## THE PROBLEM
Copy, exactly and without additions, every line in the records below from the one holding "Target: swimmer's shoulder" through the one holding "Target: swimmer's head", both ends included.

## DATA TO USE

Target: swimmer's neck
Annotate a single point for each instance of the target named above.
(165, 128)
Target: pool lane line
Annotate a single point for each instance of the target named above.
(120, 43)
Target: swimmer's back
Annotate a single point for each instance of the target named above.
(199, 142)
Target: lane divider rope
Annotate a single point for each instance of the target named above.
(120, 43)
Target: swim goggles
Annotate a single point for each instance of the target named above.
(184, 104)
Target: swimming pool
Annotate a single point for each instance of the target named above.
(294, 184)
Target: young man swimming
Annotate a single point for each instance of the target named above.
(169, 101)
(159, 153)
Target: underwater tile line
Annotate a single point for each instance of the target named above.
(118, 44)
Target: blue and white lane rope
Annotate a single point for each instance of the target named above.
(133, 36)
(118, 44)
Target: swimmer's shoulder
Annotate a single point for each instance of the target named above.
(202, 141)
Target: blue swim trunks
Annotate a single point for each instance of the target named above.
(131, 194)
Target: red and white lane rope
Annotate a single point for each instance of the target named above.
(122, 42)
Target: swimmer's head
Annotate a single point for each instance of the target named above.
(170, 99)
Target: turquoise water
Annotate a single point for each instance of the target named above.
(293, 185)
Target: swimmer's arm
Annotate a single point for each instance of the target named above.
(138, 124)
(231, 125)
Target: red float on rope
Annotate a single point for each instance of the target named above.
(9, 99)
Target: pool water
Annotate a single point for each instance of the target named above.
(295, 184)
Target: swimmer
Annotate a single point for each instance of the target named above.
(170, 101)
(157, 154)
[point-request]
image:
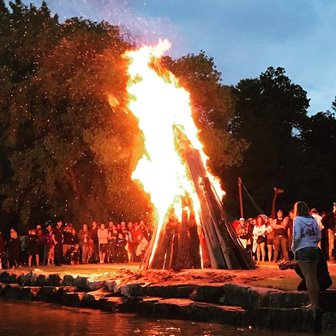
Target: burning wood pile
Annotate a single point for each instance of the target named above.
(191, 227)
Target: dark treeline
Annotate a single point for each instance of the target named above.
(65, 152)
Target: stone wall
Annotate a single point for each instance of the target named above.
(226, 303)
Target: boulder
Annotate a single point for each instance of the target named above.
(54, 280)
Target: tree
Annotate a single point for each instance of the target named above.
(56, 121)
(270, 113)
(212, 106)
(319, 160)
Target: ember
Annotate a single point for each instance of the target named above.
(191, 230)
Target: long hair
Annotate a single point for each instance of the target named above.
(301, 209)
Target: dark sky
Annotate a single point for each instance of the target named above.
(243, 36)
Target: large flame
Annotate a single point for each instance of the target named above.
(162, 106)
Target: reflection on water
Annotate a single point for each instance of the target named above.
(36, 318)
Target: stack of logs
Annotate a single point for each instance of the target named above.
(183, 244)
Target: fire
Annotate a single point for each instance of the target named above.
(164, 114)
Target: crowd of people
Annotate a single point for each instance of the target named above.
(62, 244)
(270, 239)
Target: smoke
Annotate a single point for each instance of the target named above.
(138, 27)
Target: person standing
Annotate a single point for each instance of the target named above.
(259, 239)
(84, 238)
(306, 235)
(102, 234)
(13, 248)
(33, 247)
(280, 236)
(58, 236)
(329, 222)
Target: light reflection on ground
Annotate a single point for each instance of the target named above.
(35, 318)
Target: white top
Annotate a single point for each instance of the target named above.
(102, 236)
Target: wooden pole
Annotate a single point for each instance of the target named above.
(240, 198)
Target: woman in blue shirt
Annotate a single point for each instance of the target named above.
(306, 235)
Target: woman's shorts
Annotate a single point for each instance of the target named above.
(307, 254)
(103, 248)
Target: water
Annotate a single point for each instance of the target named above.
(36, 318)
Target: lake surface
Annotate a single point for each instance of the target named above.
(36, 318)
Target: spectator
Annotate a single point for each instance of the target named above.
(280, 236)
(73, 255)
(270, 238)
(95, 243)
(242, 232)
(318, 219)
(121, 253)
(33, 247)
(67, 239)
(49, 247)
(102, 235)
(306, 234)
(84, 237)
(13, 248)
(259, 239)
(137, 236)
(112, 240)
(58, 235)
(329, 222)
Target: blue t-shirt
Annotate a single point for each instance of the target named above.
(306, 233)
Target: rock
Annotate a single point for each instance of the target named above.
(48, 294)
(29, 278)
(172, 291)
(16, 292)
(111, 285)
(72, 299)
(81, 283)
(328, 300)
(94, 285)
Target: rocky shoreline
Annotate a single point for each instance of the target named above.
(227, 303)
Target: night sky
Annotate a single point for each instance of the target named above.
(243, 36)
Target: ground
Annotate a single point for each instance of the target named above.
(265, 275)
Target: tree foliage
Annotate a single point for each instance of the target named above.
(287, 147)
(68, 144)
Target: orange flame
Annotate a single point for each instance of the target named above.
(161, 106)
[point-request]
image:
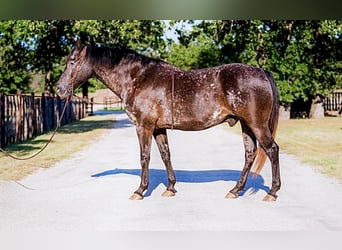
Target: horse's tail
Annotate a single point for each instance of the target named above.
(261, 156)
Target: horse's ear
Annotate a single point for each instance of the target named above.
(78, 43)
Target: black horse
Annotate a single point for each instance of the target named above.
(158, 96)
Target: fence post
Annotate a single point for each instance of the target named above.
(2, 119)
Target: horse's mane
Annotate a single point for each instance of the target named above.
(106, 56)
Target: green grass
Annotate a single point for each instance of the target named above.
(317, 142)
(314, 141)
(69, 139)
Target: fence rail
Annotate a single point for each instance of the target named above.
(25, 116)
(333, 102)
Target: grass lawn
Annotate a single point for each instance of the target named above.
(317, 142)
(314, 141)
(69, 139)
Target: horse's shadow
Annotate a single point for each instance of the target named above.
(159, 176)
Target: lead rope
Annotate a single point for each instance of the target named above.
(172, 97)
(47, 143)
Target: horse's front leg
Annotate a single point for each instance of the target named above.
(160, 136)
(145, 137)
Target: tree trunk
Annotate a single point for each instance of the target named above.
(317, 108)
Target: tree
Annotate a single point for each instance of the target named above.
(14, 73)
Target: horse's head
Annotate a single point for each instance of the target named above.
(76, 72)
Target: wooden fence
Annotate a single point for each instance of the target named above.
(333, 102)
(25, 116)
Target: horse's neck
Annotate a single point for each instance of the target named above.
(110, 78)
(119, 78)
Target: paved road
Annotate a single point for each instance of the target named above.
(89, 192)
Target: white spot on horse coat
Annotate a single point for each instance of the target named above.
(216, 114)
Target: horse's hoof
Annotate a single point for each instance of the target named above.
(231, 196)
(168, 193)
(269, 198)
(135, 197)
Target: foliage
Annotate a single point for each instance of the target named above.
(304, 56)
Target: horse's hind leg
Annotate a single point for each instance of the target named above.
(145, 139)
(271, 148)
(249, 142)
(160, 136)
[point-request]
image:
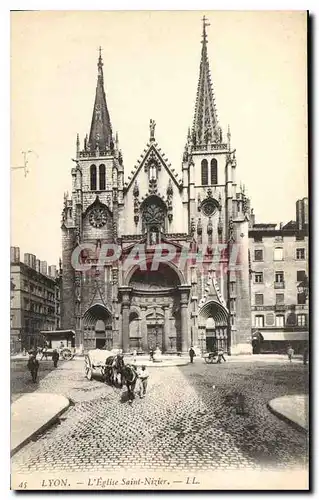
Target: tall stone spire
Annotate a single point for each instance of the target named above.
(100, 137)
(206, 128)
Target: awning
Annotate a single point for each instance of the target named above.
(285, 336)
(58, 332)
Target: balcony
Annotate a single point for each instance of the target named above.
(279, 284)
(280, 307)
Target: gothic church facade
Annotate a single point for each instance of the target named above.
(199, 208)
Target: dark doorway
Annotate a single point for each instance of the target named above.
(154, 336)
(210, 344)
(100, 343)
(256, 346)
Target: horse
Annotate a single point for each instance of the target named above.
(130, 376)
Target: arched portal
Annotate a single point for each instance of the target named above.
(97, 326)
(213, 326)
(156, 295)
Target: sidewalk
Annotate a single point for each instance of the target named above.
(26, 419)
(293, 409)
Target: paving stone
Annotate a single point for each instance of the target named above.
(182, 423)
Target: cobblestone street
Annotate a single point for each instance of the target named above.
(187, 421)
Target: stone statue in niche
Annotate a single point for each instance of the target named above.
(153, 237)
(152, 129)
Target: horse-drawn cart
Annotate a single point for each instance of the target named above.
(95, 362)
(211, 357)
(65, 353)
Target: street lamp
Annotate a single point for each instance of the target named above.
(156, 327)
(303, 287)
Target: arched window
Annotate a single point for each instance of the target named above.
(204, 172)
(213, 172)
(153, 171)
(93, 177)
(154, 213)
(102, 177)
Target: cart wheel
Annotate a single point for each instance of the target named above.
(88, 368)
(67, 354)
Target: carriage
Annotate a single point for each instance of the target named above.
(50, 340)
(95, 363)
(211, 357)
(65, 353)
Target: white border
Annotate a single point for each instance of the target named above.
(5, 175)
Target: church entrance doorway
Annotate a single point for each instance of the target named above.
(154, 336)
(155, 297)
(213, 327)
(97, 328)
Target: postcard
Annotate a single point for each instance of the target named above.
(159, 329)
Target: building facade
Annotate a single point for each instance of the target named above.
(279, 263)
(35, 301)
(196, 209)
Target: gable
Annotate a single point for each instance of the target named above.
(152, 153)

## SOLUTION TO THIS TASK
Target: swimmer's shoulder
Annotate a single point for each instance of the target named above.
(202, 141)
Target: blue swim trunks
Annotate a single point for each instance of the target named above.
(131, 194)
Target: red and white lane rope
Annotate a single point for each instance of the target named above.
(122, 42)
Target: swimmer's head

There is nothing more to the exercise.